──────── TASK DATA ────────
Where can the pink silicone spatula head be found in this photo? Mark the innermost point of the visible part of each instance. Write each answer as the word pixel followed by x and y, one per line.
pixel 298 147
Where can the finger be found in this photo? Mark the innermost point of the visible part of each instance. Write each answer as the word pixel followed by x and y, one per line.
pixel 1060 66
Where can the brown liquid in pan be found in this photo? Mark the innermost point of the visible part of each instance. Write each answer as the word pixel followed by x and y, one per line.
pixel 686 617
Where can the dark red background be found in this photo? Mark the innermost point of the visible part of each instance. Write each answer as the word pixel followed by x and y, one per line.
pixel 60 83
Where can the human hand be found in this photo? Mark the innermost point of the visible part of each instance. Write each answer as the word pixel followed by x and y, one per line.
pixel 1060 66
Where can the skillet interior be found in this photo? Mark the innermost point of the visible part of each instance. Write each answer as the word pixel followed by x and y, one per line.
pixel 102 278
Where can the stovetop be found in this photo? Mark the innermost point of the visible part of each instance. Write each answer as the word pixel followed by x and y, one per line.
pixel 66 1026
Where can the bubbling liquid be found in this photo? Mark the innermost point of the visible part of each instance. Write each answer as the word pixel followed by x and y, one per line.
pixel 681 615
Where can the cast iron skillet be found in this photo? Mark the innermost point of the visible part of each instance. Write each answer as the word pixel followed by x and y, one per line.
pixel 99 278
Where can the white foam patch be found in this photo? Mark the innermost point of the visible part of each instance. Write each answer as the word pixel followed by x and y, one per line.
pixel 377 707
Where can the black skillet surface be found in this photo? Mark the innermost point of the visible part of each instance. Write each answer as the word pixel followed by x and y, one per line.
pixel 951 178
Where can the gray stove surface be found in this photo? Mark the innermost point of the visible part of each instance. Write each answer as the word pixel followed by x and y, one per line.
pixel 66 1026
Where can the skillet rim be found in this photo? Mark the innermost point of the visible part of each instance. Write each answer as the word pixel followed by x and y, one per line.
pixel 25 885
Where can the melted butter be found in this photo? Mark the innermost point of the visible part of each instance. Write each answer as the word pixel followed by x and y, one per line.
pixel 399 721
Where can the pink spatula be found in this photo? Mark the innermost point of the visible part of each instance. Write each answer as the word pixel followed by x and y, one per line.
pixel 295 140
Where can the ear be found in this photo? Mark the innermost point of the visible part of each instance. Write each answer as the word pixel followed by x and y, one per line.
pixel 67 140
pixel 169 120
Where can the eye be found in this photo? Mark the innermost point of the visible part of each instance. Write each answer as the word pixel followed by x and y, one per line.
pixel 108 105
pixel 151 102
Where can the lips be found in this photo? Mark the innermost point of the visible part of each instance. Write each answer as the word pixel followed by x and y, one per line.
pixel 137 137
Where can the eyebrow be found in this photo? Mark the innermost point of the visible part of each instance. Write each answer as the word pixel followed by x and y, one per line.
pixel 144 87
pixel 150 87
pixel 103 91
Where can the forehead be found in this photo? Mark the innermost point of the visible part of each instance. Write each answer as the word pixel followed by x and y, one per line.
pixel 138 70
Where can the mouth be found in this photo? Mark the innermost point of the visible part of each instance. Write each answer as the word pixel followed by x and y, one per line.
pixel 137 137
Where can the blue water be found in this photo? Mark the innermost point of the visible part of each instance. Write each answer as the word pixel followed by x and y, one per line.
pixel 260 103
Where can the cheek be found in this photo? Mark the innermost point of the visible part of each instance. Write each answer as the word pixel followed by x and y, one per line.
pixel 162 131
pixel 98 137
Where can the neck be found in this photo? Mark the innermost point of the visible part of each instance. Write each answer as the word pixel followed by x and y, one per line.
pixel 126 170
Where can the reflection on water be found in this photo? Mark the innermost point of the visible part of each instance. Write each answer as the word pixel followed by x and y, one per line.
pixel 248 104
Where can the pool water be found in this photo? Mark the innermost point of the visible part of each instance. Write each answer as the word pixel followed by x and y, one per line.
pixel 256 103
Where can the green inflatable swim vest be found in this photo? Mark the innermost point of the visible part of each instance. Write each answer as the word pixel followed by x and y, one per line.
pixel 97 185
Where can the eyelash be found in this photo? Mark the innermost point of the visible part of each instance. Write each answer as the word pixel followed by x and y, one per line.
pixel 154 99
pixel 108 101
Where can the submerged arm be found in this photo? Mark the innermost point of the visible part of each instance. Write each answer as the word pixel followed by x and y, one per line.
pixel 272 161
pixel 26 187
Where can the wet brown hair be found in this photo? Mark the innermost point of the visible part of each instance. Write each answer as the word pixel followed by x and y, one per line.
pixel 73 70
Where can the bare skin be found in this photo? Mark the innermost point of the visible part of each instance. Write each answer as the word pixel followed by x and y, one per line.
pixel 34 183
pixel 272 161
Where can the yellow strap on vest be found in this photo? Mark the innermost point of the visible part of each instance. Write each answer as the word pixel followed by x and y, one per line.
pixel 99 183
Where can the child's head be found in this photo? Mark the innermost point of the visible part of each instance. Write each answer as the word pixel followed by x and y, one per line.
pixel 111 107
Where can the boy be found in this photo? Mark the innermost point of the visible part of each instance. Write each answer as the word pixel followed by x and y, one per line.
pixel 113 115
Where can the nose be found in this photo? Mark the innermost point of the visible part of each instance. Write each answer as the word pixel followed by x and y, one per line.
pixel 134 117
────────
### AIM OF THE EXERCISE
Every line of the data above is to be copied out exactly.

### EXERCISE RESPONSE
Where can the pink silicone spatula head be found in this photo? Mark the innermost point of the visible part of each instance. Write each answer as the word pixel followed by x and y, one per line.
pixel 298 147
Where can the finger be found in this photo? Mark the innermost point of the visible part of each instance. Write each answer as the word pixel followed by x and y, one per line.
pixel 1060 66
Where can the brown liquid in pan be found in this photo? Mark the innermost point of the visible part of each instance. Write each answer as the word pixel followed by x and y, one per line.
pixel 686 617
Where can the dark red background be found in this photo? Mark the innermost point of the visible part of each instance. Write each answer as the word pixel followed by x and y, one per line.
pixel 60 83
Where can the human hand be found in this photo? Mark the innermost point of the visible part of each instance. Write each answer as the word pixel followed by x and y, one per line.
pixel 1060 66
Where can the skillet interior be found in this photo? Mark the innermost point of the visible part of each instance. Write each answer as the word pixel followed by x and y, one per line.
pixel 102 278
Where can the stovetop be found in this photo? Mark the innermost point of the visible part of each instance. Write each answer as the word pixel followed by x and y, one per line.
pixel 66 1026
Where can the bubbling liquid be found in this photo? Mark the innermost point of the visible part of each instance. Write each answer as the word pixel followed by x and y, one per line.
pixel 681 615
Where can the cast iron skillet be found in this photo? Mark the innermost point of the visible part of each instance. Write each answer as the word pixel followed by x and y, one per line.
pixel 99 278
Where can the white foam patch be found in this photo? Mark the innermost point of the visible part of each instance. Write each answer as the word pixel followed by x and y, one per line.
pixel 377 707
Where can the black skillet surface be found in this photo? Mark the innermost point of the visible part of each instance. Write each answer as the word pixel followed by x and y, one per line.
pixel 951 178
Where can the gray stove surface be found in this photo? Mark the innermost point of the visible part of each instance. Write each answer as the word pixel followed by x and y, one per line.
pixel 66 1026
Where can the skillet rim be found in this photo? Mark the innermost point of the visible part of each instance. Write each answer as the word pixel followed by x and y, one per line.
pixel 25 885
Where can the melted butter be found in this photo? Mark the innermost point of the visible part of each instance. Write each answer as the word pixel followed by x and y, one per line.
pixel 399 721
Where can the pink spatula be found in this photo? Mark the innermost point of the visible part of each instance. Write each answer as the word pixel followed by x and y, one per line.
pixel 295 140
Where can the ear be found in this photo? Mark the innermost point of the visible part of each instance. Write each answer as the word pixel followed by x and y, one per line.
pixel 67 140
pixel 169 120
Where can the eye be found in this photo? Mark the innermost point of the visible part of each instance. Write each answer as the word pixel followed by x and y, one per line.
pixel 108 105
pixel 151 102
Where can the lips be found in this photo? Mark the innermost point of the visible part of each instance. Write each answer as the word pixel followed by x and y, one per line.
pixel 137 137
Where can the eyebrow be found in this photo? Mark the innermost point of the visible part of each instance. Write each answer as the word pixel followed by x and y, one per line.
pixel 144 87
pixel 150 87
pixel 103 91
Where can the forehead be found in this photo? Mark the innermost point of the visible part of each instance. Write each answer as the word pixel followed by x and y, one per line.
pixel 138 70
Where can the mouth be found in this photo? Mark the innermost point of the visible part of each instance. Write each answer as the word pixel followed by x and y, one per line.
pixel 137 137
Where can the blue water be found in this photo? Mark the innermost point of the visible part of each instance. Write each answer as the word pixel followed by x and y, one per line.
pixel 260 103
Where can the cheek be found in this photo? Mark the innermost point of the visible part of each instance. Write each answer as the word pixel followed by x and y, one per line.
pixel 162 131
pixel 98 137
Where can the neck be found in this photo? Mark the innermost point of the visible part of each instance. Write each answer as the word pixel followed by x and y, one per line.
pixel 126 170
Where can the reflection on water be found in this photo? Mark the innermost point of the visible part of each instance. Write each answer as the word pixel followed by x and y, one per line.
pixel 248 104
Where can the pool water be found in this photo? Mark the innermost point of the visible part of each instance. Write each answer as the word pixel followed by x and y, one per line.
pixel 256 103
Where can the green inflatable swim vest be found in this photo? Mark the innermost point of the visible part of each instance. Write each answer as the word pixel followed by x and y, one per line.
pixel 97 185
Where can the eyelash be found in this photo? Mark the innermost point of the visible part of each instance. Write each answer as the word pixel followed by x and y, one per line.
pixel 154 99
pixel 108 101
Where can the submerged arm be found in this photo? Mark the innermost point of the visible part of each instance. Write each answer as the word pixel followed by x and y, one per line.
pixel 272 161
pixel 26 187
Where can the wet brown hair be found in this photo? Mark the innermost point of the visible part of each instance. Write each answer as the word pixel followed by x and y, one per line.
pixel 73 70
Where can the bare skin be found in this photo? Mark the innermost point of the visible part of each instance. Write each answer as the word pixel followed by x and y, one per line.
pixel 34 183
pixel 272 161
Where can the yellow strap on vest be found in this photo? Mark the innermost point of the visible part of each instance. Write each answer as the word pixel followed by x and y, one per line.
pixel 99 183
Where can the child's head be found in this photo? Mark the innermost point of the visible part of each instance. Write each answer as the word pixel followed by x and y, one per line.
pixel 111 107
Where can the boy be found in this photo? Mark the innermost point of the visible part of each instance. Write each answer as the word pixel followed by x and y, one per line.
pixel 113 115
Where can the nose be found in this photo? Mark the innermost point of the visible part of each instance. Write each answer as the word pixel followed by x and y, one per line.
pixel 134 117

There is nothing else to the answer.